AIM: Find the line containing "of the person". Reproduce it and every line after it up to the end of the records, exactly as written.

### RECORDS FOR PROCESSING ###

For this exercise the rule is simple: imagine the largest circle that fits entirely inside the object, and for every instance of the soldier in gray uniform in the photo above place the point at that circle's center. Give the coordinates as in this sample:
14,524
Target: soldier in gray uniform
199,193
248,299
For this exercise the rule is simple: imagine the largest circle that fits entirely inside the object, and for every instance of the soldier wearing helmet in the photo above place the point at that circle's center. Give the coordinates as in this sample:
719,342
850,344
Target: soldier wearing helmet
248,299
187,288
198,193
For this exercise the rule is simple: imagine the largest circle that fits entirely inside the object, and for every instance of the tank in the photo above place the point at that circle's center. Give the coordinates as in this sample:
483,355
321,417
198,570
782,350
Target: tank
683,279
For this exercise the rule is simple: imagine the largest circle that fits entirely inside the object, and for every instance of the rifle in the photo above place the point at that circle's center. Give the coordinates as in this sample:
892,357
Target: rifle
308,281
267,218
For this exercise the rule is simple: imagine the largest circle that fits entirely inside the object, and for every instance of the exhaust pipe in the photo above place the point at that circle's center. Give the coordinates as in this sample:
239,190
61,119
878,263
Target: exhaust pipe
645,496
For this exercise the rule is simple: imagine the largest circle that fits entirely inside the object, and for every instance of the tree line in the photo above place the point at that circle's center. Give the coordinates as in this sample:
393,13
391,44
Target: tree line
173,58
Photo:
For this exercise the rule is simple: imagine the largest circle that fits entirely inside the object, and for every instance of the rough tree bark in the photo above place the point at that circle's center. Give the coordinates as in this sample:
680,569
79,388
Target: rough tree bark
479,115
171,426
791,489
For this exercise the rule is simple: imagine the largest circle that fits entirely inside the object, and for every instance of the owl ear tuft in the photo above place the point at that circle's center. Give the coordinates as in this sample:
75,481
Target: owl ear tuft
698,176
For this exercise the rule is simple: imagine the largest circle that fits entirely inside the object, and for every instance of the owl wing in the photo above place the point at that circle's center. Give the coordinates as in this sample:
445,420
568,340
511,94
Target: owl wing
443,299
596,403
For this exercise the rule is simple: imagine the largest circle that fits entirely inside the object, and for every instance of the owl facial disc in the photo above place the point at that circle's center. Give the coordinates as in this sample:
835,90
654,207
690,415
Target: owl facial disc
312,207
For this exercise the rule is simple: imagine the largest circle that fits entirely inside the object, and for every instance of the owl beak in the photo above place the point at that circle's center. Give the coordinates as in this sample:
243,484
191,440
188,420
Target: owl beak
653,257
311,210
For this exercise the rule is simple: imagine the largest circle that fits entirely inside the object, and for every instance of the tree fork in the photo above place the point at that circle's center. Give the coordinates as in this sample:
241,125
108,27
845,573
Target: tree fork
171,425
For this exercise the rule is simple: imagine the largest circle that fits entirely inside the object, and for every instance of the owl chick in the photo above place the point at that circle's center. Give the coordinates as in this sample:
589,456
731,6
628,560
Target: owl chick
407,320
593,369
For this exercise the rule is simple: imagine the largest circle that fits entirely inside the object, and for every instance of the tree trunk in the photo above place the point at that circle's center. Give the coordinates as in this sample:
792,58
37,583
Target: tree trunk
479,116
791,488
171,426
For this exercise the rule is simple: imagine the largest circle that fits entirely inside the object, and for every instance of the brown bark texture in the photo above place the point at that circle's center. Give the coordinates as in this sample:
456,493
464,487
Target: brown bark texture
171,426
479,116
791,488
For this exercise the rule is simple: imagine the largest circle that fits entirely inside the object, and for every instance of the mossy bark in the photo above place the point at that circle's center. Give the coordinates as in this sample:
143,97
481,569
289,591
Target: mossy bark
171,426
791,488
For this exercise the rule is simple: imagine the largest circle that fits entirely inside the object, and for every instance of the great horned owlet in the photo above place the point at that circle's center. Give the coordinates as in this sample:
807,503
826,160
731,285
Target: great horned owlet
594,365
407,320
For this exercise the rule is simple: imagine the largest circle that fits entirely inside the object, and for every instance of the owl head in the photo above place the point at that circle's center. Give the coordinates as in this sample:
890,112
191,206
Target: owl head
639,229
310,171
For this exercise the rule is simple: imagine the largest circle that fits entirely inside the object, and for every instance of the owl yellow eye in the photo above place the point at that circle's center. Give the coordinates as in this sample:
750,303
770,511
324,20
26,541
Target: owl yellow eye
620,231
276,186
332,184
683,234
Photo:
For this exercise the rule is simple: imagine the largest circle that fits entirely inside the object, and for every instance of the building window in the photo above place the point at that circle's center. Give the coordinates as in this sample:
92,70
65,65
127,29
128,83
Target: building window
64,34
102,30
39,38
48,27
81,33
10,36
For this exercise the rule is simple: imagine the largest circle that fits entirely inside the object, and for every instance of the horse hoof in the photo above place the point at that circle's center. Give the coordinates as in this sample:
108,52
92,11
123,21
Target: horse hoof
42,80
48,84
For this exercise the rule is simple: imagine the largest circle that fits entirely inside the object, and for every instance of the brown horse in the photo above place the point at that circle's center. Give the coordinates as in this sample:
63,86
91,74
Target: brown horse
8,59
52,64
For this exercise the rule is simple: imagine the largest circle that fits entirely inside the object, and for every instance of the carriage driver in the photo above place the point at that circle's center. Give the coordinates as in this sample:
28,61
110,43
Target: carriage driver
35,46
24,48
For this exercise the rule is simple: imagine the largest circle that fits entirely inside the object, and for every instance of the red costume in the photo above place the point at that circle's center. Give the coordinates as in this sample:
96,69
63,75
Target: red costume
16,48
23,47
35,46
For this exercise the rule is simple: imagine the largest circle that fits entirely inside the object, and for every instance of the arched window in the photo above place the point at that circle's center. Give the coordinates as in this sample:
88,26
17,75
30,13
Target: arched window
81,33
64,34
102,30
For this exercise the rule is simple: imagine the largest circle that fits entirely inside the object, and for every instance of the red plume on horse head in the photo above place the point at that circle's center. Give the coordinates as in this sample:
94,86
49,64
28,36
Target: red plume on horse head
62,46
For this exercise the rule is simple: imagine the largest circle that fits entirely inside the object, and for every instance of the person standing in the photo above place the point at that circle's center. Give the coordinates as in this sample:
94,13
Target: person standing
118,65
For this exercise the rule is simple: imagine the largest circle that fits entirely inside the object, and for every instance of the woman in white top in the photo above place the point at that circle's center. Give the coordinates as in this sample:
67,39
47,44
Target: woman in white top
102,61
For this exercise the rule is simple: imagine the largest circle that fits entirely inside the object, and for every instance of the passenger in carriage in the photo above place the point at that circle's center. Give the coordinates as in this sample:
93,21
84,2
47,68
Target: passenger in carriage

###

RESPONSE TO THIS TASK:
For this exercise the rule is simple: imagine the largest circle that fits entirely inside the object, and for every instance of the person standing in the photo above place the point at that circle's center. Give the coordinates as in this sample:
94,13
Target: person standing
118,65
For this exercise the rule is simple: imagine the largest circle that fits entirely inside the object, and for every instance of the woman in white top in the photo above place the point at that circle's center. Give the coordinates as in this sample:
67,39
47,44
Target: woman in white top
102,61
For this exercise the rule is simple: imagine the largest circle that fits entirely inside the object, and for every instance of the passenger in carriage in the photo above place the point at that circle's center. Give the coordinates as in this sample:
93,21
84,2
47,68
Target: passenger in carriage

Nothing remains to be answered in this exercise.